PROBLEM - The answer must consist of every line from the data that holds the string "wall".

*** GIVEN ENTRIES ***

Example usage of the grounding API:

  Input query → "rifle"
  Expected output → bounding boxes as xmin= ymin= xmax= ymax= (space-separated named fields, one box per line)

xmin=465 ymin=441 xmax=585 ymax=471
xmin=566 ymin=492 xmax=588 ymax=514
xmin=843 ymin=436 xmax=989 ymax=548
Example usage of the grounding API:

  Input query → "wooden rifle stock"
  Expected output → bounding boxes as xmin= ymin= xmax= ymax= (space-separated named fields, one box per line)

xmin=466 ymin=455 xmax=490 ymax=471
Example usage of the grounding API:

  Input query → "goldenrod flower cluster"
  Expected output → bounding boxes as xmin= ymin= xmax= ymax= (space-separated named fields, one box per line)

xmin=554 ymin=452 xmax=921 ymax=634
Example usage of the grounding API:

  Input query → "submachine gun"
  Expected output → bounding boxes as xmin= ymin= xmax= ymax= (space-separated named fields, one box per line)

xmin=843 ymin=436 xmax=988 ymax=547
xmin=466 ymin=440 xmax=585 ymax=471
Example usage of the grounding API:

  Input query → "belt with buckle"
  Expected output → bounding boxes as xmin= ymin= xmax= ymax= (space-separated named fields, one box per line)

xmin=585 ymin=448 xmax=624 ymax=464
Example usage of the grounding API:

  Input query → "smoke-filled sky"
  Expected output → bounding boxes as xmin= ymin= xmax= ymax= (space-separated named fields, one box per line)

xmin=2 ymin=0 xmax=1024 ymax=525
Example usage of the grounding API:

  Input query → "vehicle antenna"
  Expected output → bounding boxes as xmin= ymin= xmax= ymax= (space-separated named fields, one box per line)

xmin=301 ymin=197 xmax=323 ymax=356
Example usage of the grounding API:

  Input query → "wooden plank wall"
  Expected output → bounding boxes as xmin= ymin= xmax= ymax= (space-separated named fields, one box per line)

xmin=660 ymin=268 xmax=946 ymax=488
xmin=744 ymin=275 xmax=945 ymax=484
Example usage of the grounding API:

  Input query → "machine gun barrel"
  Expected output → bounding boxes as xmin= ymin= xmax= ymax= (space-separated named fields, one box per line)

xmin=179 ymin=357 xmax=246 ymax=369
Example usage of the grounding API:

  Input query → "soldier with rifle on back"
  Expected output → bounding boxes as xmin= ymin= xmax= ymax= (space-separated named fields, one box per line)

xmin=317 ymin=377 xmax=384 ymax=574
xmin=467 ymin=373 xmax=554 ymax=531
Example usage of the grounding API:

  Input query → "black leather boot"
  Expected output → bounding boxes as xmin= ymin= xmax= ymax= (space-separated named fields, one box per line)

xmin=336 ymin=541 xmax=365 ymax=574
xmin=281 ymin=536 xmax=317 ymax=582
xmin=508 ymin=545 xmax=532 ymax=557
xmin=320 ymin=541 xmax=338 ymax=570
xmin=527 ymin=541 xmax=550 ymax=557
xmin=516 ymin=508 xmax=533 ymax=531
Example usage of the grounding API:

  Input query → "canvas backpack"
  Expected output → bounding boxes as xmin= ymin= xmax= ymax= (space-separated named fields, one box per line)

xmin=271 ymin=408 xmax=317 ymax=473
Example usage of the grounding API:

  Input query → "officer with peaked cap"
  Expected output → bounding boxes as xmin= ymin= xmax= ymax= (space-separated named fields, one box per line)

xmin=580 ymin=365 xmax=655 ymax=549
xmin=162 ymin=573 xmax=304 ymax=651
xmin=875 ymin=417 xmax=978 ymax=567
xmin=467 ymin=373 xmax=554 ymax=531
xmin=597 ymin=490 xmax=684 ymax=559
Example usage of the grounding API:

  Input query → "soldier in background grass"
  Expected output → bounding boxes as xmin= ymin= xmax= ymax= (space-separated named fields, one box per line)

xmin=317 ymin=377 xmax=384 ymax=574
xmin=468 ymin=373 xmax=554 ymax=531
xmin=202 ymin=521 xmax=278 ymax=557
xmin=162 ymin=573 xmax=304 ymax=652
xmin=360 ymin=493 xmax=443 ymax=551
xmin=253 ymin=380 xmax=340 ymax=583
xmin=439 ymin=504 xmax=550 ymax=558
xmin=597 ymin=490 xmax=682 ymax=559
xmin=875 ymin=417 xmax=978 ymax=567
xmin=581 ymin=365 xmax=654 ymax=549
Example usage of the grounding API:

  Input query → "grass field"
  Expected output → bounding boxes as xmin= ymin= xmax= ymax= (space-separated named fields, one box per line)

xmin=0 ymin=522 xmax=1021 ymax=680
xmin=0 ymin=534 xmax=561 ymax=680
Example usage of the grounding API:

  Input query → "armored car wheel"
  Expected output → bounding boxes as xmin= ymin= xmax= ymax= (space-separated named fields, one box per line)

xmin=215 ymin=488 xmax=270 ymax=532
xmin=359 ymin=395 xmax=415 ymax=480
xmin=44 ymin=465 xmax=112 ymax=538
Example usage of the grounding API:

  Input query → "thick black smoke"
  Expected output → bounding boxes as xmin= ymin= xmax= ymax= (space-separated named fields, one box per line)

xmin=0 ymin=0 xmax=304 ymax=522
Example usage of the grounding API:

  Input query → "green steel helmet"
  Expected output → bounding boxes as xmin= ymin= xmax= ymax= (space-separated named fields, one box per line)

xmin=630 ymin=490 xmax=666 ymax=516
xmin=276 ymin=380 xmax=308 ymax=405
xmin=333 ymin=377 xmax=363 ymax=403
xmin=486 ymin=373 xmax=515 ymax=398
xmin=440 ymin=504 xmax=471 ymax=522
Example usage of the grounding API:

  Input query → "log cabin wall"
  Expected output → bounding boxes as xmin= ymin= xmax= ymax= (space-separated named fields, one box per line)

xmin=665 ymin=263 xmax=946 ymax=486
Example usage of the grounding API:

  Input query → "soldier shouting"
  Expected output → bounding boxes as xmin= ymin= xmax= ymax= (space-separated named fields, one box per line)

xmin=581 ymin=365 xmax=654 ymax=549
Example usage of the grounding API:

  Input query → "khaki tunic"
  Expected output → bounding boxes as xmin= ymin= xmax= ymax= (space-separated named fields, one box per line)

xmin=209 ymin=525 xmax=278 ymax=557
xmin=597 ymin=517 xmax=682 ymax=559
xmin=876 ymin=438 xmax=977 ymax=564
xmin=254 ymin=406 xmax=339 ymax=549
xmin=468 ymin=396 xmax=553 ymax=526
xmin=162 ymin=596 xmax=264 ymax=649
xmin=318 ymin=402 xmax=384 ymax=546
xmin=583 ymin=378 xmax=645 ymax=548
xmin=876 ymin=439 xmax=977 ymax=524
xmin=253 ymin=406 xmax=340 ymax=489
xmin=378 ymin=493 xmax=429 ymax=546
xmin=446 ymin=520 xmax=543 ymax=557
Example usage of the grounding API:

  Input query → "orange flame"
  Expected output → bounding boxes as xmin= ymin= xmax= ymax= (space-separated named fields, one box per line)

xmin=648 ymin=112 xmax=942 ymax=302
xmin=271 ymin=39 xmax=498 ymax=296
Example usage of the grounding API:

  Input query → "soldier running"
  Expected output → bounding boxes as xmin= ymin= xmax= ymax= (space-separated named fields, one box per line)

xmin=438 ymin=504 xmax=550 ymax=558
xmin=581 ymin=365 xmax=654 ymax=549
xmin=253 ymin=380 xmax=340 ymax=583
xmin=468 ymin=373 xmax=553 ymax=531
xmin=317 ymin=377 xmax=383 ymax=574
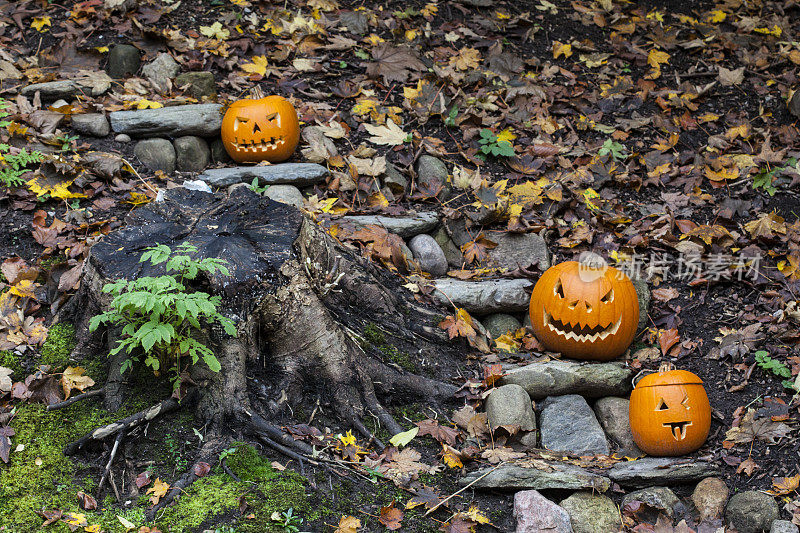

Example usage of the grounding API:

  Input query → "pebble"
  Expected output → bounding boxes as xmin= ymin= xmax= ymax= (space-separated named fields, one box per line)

xmin=134 ymin=138 xmax=176 ymax=173
xmin=173 ymin=136 xmax=211 ymax=172
xmin=72 ymin=113 xmax=110 ymax=137
xmin=174 ymin=71 xmax=217 ymax=98
xmin=110 ymin=103 xmax=223 ymax=137
xmin=771 ymin=520 xmax=799 ymax=533
xmin=21 ymin=80 xmax=84 ymax=101
xmin=514 ymin=490 xmax=573 ymax=533
xmin=540 ymin=395 xmax=609 ymax=456
xmin=115 ymin=133 xmax=132 ymax=143
xmin=725 ymin=491 xmax=779 ymax=533
xmin=341 ymin=212 xmax=439 ymax=239
xmin=459 ymin=461 xmax=610 ymax=492
xmin=485 ymin=384 xmax=536 ymax=433
xmin=408 ymin=234 xmax=448 ymax=277
xmin=432 ymin=227 xmax=463 ymax=267
xmin=501 ymin=360 xmax=633 ymax=399
xmin=142 ymin=52 xmax=180 ymax=94
xmin=431 ymin=278 xmax=532 ymax=314
xmin=197 ymin=163 xmax=328 ymax=188
xmin=482 ymin=313 xmax=522 ymax=339
xmin=559 ymin=492 xmax=622 ymax=533
xmin=593 ymin=397 xmax=642 ymax=455
xmin=609 ymin=458 xmax=720 ymax=488
xmin=416 ymin=155 xmax=450 ymax=196
xmin=106 ymin=44 xmax=141 ymax=79
xmin=265 ymin=185 xmax=304 ymax=208
xmin=383 ymin=163 xmax=408 ymax=195
xmin=622 ymin=487 xmax=681 ymax=519
xmin=691 ymin=477 xmax=728 ymax=521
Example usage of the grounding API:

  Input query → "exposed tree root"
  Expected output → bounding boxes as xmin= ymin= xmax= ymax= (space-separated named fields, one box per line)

xmin=47 ymin=388 xmax=105 ymax=411
xmin=97 ymin=430 xmax=125 ymax=499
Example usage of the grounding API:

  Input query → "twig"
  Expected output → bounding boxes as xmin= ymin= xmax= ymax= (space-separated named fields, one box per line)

xmin=424 ymin=465 xmax=500 ymax=516
xmin=47 ymin=388 xmax=104 ymax=410
xmin=98 ymin=430 xmax=125 ymax=497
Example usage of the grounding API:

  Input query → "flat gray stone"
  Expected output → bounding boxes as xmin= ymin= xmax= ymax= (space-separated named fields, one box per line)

xmin=514 ymin=490 xmax=573 ymax=533
xmin=485 ymin=384 xmax=536 ymax=432
xmin=342 ymin=212 xmax=439 ymax=239
xmin=622 ymin=487 xmax=681 ymax=518
xmin=692 ymin=477 xmax=728 ymax=521
xmin=726 ymin=491 xmax=779 ymax=533
xmin=110 ymin=103 xmax=223 ymax=137
xmin=609 ymin=458 xmax=720 ymax=488
xmin=265 ymin=185 xmax=304 ymax=208
xmin=134 ymin=138 xmax=175 ymax=173
xmin=21 ymin=80 xmax=103 ymax=101
xmin=409 ymin=234 xmax=448 ymax=277
xmin=72 ymin=113 xmax=110 ymax=137
xmin=483 ymin=313 xmax=522 ymax=339
xmin=142 ymin=52 xmax=180 ymax=94
xmin=501 ymin=360 xmax=633 ymax=400
xmin=487 ymin=232 xmax=550 ymax=271
xmin=460 ymin=461 xmax=610 ymax=492
xmin=593 ymin=397 xmax=642 ymax=455
xmin=174 ymin=71 xmax=216 ymax=98
xmin=197 ymin=163 xmax=328 ymax=188
xmin=560 ymin=492 xmax=621 ymax=533
xmin=416 ymin=155 xmax=450 ymax=196
xmin=431 ymin=278 xmax=532 ymax=313
xmin=107 ymin=44 xmax=140 ymax=78
xmin=771 ymin=520 xmax=799 ymax=533
xmin=540 ymin=395 xmax=609 ymax=456
xmin=173 ymin=136 xmax=210 ymax=172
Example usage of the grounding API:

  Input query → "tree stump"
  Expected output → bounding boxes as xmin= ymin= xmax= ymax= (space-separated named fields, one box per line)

xmin=62 ymin=186 xmax=460 ymax=455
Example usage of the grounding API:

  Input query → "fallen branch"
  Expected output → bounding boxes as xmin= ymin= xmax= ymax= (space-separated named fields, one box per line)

xmin=47 ymin=388 xmax=105 ymax=410
xmin=424 ymin=464 xmax=500 ymax=517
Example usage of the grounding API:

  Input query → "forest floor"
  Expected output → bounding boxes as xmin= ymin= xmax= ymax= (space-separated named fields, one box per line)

xmin=1 ymin=0 xmax=800 ymax=532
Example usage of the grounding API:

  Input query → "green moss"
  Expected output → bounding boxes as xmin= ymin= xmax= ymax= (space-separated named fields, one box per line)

xmin=0 ymin=349 xmax=23 ymax=375
xmin=0 ymin=401 xmax=133 ymax=531
xmin=156 ymin=475 xmax=242 ymax=532
xmin=363 ymin=322 xmax=386 ymax=345
xmin=362 ymin=323 xmax=417 ymax=372
xmin=40 ymin=322 xmax=77 ymax=368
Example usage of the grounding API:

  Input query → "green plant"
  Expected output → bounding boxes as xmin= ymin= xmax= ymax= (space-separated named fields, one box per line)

xmin=477 ymin=128 xmax=515 ymax=158
xmin=0 ymin=98 xmax=43 ymax=188
xmin=54 ymin=133 xmax=79 ymax=152
xmin=89 ymin=242 xmax=237 ymax=386
xmin=443 ymin=106 xmax=459 ymax=128
xmin=248 ymin=177 xmax=269 ymax=194
xmin=753 ymin=157 xmax=797 ymax=197
xmin=271 ymin=508 xmax=304 ymax=533
xmin=164 ymin=432 xmax=189 ymax=472
xmin=598 ymin=138 xmax=627 ymax=160
xmin=754 ymin=350 xmax=794 ymax=389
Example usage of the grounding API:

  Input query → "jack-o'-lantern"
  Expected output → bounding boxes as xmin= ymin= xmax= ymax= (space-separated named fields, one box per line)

xmin=529 ymin=255 xmax=639 ymax=360
xmin=629 ymin=364 xmax=710 ymax=456
xmin=221 ymin=94 xmax=300 ymax=163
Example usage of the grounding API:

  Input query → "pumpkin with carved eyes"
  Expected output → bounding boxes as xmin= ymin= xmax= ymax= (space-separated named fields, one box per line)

xmin=629 ymin=364 xmax=710 ymax=456
xmin=221 ymin=95 xmax=300 ymax=163
xmin=529 ymin=257 xmax=639 ymax=360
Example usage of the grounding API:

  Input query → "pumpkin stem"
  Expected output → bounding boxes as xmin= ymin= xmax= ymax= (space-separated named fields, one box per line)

xmin=658 ymin=362 xmax=675 ymax=373
xmin=250 ymin=85 xmax=266 ymax=100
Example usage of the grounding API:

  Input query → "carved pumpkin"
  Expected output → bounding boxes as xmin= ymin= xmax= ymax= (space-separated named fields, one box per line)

xmin=629 ymin=364 xmax=710 ymax=456
xmin=221 ymin=95 xmax=300 ymax=163
xmin=529 ymin=257 xmax=639 ymax=360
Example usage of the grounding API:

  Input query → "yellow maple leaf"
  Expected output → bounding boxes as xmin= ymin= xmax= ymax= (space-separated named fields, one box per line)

xmin=8 ymin=279 xmax=37 ymax=299
xmin=365 ymin=33 xmax=385 ymax=45
xmin=754 ymin=25 xmax=782 ymax=37
xmin=462 ymin=505 xmax=491 ymax=524
xmin=199 ymin=21 xmax=230 ymax=40
xmin=32 ymin=16 xmax=51 ymax=32
xmin=403 ymin=79 xmax=425 ymax=100
xmin=84 ymin=524 xmax=101 ymax=533
xmin=123 ymin=192 xmax=152 ymax=206
xmin=496 ymin=128 xmax=516 ymax=143
xmin=351 ymin=98 xmax=379 ymax=116
xmin=134 ymin=99 xmax=162 ymax=110
xmin=334 ymin=515 xmax=361 ymax=533
xmin=707 ymin=9 xmax=727 ymax=23
xmin=646 ymin=49 xmax=670 ymax=79
xmin=405 ymin=29 xmax=419 ymax=41
xmin=338 ymin=430 xmax=357 ymax=447
xmin=442 ymin=443 xmax=464 ymax=468
xmin=725 ymin=124 xmax=749 ymax=140
xmin=147 ymin=478 xmax=170 ymax=506
xmin=261 ymin=19 xmax=283 ymax=35
xmin=27 ymin=174 xmax=85 ymax=201
xmin=704 ymin=165 xmax=738 ymax=182
xmin=65 ymin=513 xmax=88 ymax=527
xmin=241 ymin=56 xmax=269 ymax=76
xmin=582 ymin=188 xmax=601 ymax=211
xmin=421 ymin=2 xmax=438 ymax=18
xmin=495 ymin=333 xmax=520 ymax=352
xmin=95 ymin=46 xmax=109 ymax=53
xmin=552 ymin=40 xmax=572 ymax=59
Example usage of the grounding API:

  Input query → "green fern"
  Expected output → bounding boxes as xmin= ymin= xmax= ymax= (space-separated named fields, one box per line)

xmin=0 ymin=98 xmax=43 ymax=188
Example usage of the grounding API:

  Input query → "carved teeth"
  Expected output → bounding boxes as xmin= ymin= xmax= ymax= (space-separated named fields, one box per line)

xmin=663 ymin=421 xmax=691 ymax=440
xmin=543 ymin=312 xmax=622 ymax=343
xmin=234 ymin=138 xmax=286 ymax=152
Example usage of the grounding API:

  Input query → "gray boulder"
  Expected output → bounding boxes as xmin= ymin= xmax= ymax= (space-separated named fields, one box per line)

xmin=725 ymin=491 xmax=779 ymax=533
xmin=771 ymin=520 xmax=799 ymax=533
xmin=265 ymin=185 xmax=304 ymax=208
xmin=197 ymin=163 xmax=328 ymax=188
xmin=593 ymin=397 xmax=641 ymax=455
xmin=692 ymin=477 xmax=728 ymax=521
xmin=460 ymin=462 xmax=610 ymax=492
xmin=514 ymin=490 xmax=573 ymax=533
xmin=432 ymin=227 xmax=463 ymax=268
xmin=174 ymin=71 xmax=216 ymax=98
xmin=408 ymin=234 xmax=448 ymax=277
xmin=107 ymin=44 xmax=141 ymax=78
xmin=482 ymin=313 xmax=522 ymax=339
xmin=501 ymin=360 xmax=633 ymax=399
xmin=485 ymin=384 xmax=536 ymax=432
xmin=560 ymin=492 xmax=621 ymax=533
xmin=540 ymin=395 xmax=609 ymax=456
xmin=142 ymin=52 xmax=180 ymax=94
xmin=72 ymin=113 xmax=110 ymax=137
xmin=622 ymin=487 xmax=681 ymax=519
xmin=383 ymin=163 xmax=408 ymax=195
xmin=21 ymin=79 xmax=109 ymax=101
xmin=110 ymin=103 xmax=223 ymax=137
xmin=609 ymin=458 xmax=720 ymax=488
xmin=134 ymin=138 xmax=175 ymax=173
xmin=209 ymin=138 xmax=232 ymax=163
xmin=431 ymin=278 xmax=532 ymax=314
xmin=173 ymin=136 xmax=210 ymax=172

*** End of GIVEN ENTRIES ***

ANSWER TO THIS TASK -
  Input query → "wooden plank wall"
  Input query → "log cabin wall"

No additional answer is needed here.